**TEXT PASSAGE:**
--- Start ---

Concerning AVS, not much has been done in terms of optimization for multi-core systems. Instead, there has been enough research on VLSI design of specific kernels, such as Motion Compensation (MC) [8], and Inverse Quantization kernel [9]. Optimization efforts have also been made for the heterogeneous Tensilica SIMD processor, as well as embedded System on Chip designs [10]. However, with multi-core processors and very high definition videos becoming the norm, a detailed study of scalable techniques of the AVS standard to such multiprocessors is necessary.

To the best of our knowledge, the only all-around optimization strategy for the AVS decoder on a commodity multiprocessor system is [2]. Our paper tries to contribute to the limited literature for AVS, extending the aforementioned work by investigating the applicability of already known techniques (from H.264 literature) and by trying to apply new ones. We extend the work of [4] by implementing a distributed task-queue and measuring its performance and compare its performance to the second proposed method in [7] (tail submit). Finally, we investigate some new optimizations regarding inter macroblocks and their applicability to multi-cores with different number of cores.

### 4. EVALUATION PLATFORM

For our experiments, we used the Intel® Manycore Testing Lab (MTL) [13]. MTL consists of four socket Intel Xeon X7560 processors, totaling 32 cores, each running at 2.26GHz. Each of the four multiprocessors features a large

24MB last-level cache. Total system memory amounts to 64GB. Intel MTL has the Intel® Compiler, Vtune profiler and other useful tools for code inspection and optimization.

The executables were all compiled with the 11.1 version of the Intel® C/C++ Compiler, with the same set of optimization options (for fairness). The Linux kernel version running on our test machine was 2.6.18.

Throughout the paper, results refer to the "Rush hour" [14] encoded video file, which is indicative of the average case for AVS (according to [2]), at FullHD (1920x1080 pixels), at 20Mbps. It contains a typical amount of inter encoded MBs (in P/B frames) in order to showcase some of the optimization techniques. The benchmark video follows the encoding pattern of  $\{I(BBP)_5\}_n$  and YUV 4:2:0 format.

#### 5. OPTIMIZATIONS

#### 5.1. Distributed queues

Mesa et al. [7] conclude that a single task queue scheme is one contention point that prevents video decoders (H.264 and AVS respectively) from scaling well at large numbers of cores. The more threads probing the queue, the more the work distribution gets serialized. In this paper, we propose a distributed scheme of multiple task queues, along with a work stealing technique.

--- End ---

**INFORMATION PROVIDED:**
--- Start ---

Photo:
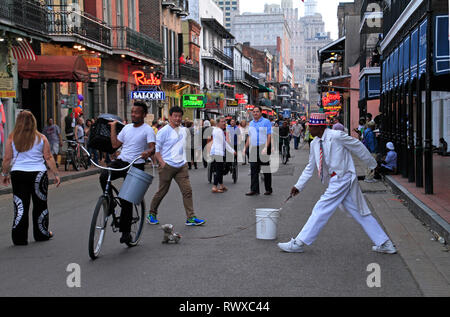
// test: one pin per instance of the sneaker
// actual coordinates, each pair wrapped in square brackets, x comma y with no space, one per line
[151,219]
[291,247]
[126,238]
[194,221]
[387,248]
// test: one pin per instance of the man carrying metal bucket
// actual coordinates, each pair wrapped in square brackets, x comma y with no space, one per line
[137,138]
[331,153]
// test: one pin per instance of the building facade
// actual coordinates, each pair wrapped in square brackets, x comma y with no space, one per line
[415,95]
[230,8]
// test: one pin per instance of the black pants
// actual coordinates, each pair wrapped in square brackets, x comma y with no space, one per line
[218,166]
[126,216]
[29,186]
[255,168]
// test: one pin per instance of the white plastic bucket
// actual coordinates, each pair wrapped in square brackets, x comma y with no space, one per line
[135,186]
[267,221]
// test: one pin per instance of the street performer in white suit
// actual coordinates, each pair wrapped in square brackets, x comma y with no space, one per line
[331,153]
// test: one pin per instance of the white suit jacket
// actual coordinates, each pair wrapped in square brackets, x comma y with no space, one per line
[338,147]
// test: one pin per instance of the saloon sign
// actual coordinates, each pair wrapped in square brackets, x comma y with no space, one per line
[332,101]
[148,95]
[148,87]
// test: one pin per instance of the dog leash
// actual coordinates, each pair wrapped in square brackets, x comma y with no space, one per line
[243,228]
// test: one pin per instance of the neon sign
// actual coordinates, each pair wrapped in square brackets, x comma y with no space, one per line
[148,95]
[332,99]
[142,80]
[194,101]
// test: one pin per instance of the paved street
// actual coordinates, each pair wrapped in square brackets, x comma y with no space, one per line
[236,265]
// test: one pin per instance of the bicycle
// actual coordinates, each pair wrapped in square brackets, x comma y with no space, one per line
[284,150]
[103,212]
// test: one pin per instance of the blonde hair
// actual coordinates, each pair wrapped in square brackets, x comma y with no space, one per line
[25,132]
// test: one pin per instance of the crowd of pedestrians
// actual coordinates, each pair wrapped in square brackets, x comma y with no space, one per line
[176,145]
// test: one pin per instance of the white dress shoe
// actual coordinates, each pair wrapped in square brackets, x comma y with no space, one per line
[292,246]
[387,248]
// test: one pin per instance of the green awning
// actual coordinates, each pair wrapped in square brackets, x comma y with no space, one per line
[264,88]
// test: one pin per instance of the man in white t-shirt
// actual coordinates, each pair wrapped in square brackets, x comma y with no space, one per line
[136,139]
[171,156]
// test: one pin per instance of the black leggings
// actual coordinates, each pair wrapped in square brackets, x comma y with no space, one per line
[27,186]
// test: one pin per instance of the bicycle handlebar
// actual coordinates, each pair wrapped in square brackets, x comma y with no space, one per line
[109,168]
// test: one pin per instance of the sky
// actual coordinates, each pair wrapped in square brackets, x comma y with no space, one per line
[328,9]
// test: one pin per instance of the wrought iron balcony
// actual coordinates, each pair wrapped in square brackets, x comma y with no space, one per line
[181,7]
[174,71]
[244,77]
[78,25]
[129,41]
[23,14]
[217,56]
[392,12]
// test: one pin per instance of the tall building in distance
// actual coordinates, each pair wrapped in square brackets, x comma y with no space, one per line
[230,9]
[312,38]
[291,17]
[310,7]
[267,31]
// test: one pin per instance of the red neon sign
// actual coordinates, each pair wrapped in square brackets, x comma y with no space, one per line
[141,80]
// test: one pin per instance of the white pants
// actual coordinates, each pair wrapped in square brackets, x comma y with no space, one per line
[338,193]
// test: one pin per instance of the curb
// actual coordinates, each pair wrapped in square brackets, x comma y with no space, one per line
[7,191]
[421,211]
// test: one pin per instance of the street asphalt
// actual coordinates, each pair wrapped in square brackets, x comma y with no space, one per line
[237,265]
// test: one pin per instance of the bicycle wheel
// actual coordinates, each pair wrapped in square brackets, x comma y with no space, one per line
[137,224]
[98,227]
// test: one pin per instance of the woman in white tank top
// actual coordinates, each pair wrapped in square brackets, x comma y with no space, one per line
[26,153]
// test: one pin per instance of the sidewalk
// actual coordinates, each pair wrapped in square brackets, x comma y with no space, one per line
[432,210]
[65,176]
[427,259]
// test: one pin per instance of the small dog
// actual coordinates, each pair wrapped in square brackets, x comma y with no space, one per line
[169,235]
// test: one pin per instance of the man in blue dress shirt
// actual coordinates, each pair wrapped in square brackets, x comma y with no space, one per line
[259,142]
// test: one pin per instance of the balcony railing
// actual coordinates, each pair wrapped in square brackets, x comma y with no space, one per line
[242,76]
[392,12]
[222,56]
[127,39]
[179,6]
[176,71]
[64,22]
[369,6]
[25,15]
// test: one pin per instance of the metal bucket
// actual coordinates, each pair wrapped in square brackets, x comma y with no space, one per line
[267,221]
[135,186]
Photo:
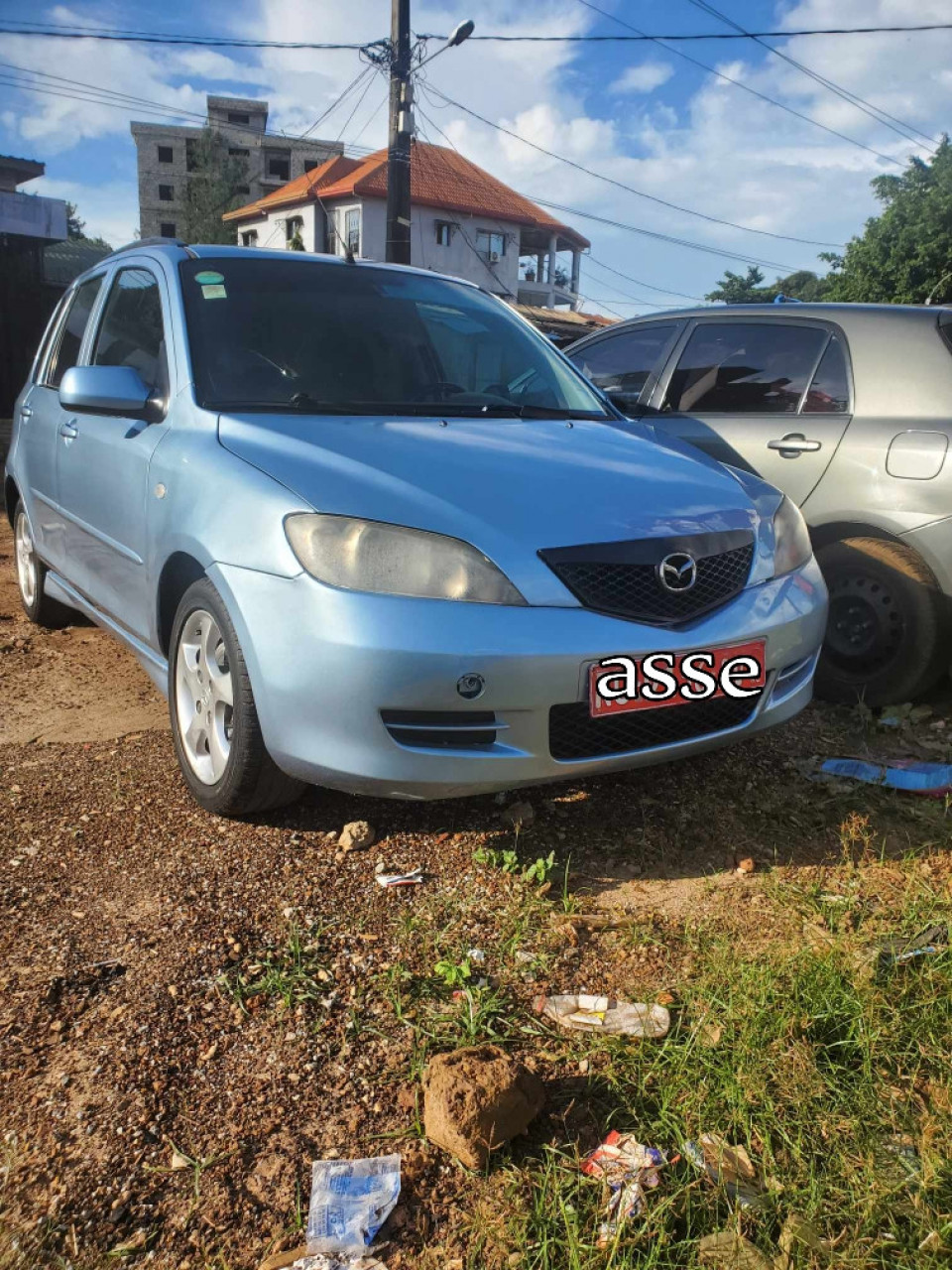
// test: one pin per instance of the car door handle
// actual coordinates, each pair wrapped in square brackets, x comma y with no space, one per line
[794,444]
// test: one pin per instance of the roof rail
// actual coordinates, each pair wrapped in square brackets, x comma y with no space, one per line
[151,241]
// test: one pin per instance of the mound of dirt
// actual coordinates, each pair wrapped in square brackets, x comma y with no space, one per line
[476,1100]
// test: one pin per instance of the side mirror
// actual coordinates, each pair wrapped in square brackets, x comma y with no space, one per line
[105,390]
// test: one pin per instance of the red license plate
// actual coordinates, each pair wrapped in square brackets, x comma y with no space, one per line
[621,684]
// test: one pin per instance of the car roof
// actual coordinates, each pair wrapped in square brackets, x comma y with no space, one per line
[177,250]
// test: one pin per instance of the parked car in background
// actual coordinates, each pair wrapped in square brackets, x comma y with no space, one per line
[848,411]
[370,530]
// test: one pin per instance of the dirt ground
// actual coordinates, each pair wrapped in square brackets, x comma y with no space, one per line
[191,1010]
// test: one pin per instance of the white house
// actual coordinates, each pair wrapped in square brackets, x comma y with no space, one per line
[465,222]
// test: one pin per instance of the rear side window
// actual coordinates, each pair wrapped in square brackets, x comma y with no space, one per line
[131,331]
[621,363]
[66,353]
[829,393]
[746,368]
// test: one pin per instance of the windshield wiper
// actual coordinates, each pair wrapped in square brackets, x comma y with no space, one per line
[506,411]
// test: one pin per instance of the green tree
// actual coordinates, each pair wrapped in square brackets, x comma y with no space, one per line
[737,290]
[76,227]
[214,177]
[904,255]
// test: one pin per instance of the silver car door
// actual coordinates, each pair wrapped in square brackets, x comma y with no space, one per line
[770,395]
[103,460]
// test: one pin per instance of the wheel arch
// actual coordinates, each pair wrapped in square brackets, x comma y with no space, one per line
[178,574]
[12,497]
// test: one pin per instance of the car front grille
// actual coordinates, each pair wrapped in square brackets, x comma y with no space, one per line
[572,733]
[621,578]
[442,729]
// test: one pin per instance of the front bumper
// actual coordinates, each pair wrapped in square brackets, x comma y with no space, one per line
[325,663]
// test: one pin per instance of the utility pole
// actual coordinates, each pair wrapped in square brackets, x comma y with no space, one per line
[400,135]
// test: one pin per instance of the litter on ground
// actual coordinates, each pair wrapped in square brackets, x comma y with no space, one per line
[587,1012]
[350,1199]
[629,1170]
[896,951]
[907,775]
[409,879]
[728,1166]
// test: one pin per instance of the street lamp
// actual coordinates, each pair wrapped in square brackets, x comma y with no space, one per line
[462,32]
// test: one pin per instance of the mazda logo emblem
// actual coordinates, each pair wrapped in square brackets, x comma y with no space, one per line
[676,572]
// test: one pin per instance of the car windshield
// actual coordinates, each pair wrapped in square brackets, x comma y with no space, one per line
[321,338]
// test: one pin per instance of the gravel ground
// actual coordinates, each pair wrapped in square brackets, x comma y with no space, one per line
[155,1105]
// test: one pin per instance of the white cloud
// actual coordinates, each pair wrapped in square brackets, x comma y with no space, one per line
[644,77]
[111,211]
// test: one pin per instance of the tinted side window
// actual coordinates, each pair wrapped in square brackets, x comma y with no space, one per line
[131,331]
[622,363]
[746,368]
[829,393]
[71,333]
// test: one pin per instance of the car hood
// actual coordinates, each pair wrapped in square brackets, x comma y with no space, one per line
[511,486]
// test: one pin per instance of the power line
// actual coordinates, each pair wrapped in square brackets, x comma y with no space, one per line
[127,102]
[753,91]
[639,282]
[620,185]
[664,238]
[633,229]
[62,31]
[874,112]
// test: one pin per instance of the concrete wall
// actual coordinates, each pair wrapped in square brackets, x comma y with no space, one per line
[153,173]
[458,258]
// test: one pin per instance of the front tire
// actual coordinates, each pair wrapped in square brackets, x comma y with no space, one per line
[887,635]
[31,576]
[214,724]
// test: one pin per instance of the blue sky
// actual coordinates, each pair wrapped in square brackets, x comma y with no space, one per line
[639,113]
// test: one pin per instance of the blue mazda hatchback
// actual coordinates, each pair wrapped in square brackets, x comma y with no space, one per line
[368,530]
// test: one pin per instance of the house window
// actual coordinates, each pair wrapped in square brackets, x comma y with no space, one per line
[352,230]
[490,245]
[295,232]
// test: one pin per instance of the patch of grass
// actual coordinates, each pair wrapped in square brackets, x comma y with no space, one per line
[838,1082]
[291,973]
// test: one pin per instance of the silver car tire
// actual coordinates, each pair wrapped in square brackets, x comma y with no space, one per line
[31,578]
[888,631]
[213,717]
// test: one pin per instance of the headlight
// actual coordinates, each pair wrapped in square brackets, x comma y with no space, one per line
[791,539]
[367,556]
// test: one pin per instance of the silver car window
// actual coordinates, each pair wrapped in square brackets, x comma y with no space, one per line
[737,367]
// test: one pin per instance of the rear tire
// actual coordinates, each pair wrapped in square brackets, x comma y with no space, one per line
[31,578]
[887,636]
[214,724]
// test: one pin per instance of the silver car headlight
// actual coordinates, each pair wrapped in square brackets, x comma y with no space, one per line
[791,539]
[391,559]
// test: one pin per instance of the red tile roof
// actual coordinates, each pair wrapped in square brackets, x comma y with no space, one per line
[438,178]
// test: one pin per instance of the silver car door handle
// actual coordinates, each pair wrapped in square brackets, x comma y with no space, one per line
[794,444]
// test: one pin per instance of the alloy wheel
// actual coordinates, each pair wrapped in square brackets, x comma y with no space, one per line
[204,698]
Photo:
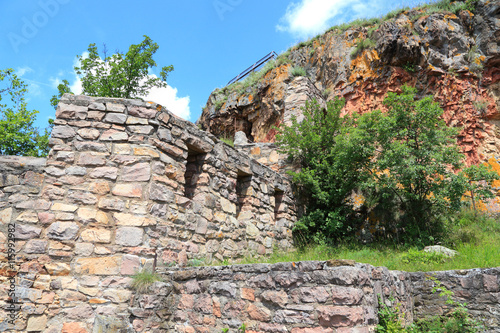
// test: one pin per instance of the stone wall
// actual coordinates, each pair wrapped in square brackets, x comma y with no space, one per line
[296,297]
[127,186]
[479,288]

--- End ---

**DIRECTIVES:**
a. Answer these questions from the AVS decoder text.
(i) How many cores does the Intel Manycore Testing Lab have in total?
(ii) Which compiler version was used to build the executables?
(iii) At what resolution and bitrate is the "Rush hour" video file encoded?
b. Copy word for word the part of the AVS decoder text running from "### 4. EVALUATION" down to "inspection and optimization.".

**OUTPUTS FOR THE TASKS:**
a.
(i) 32 cores
(ii) Version 11.1 of the Intel® C/C++ Compiler
(iii) FullHD (1920x1080 pixels) at 20Mbps

b.
### 4. EVALUATION PLATFORM

For our experiments, we used the Intel® Manycore Testing Lab (MTL) [13]. MTL consists of four socket Intel Xeon X7560 processors, totaling 32 cores, each running at 2.26GHz. Each of the four multiprocessors features a large

24MB last-level cache. Total system memory amounts to 64GB. Intel MTL has the Intel® Compiler, Vtune profiler and other useful tools for code inspection and optimization.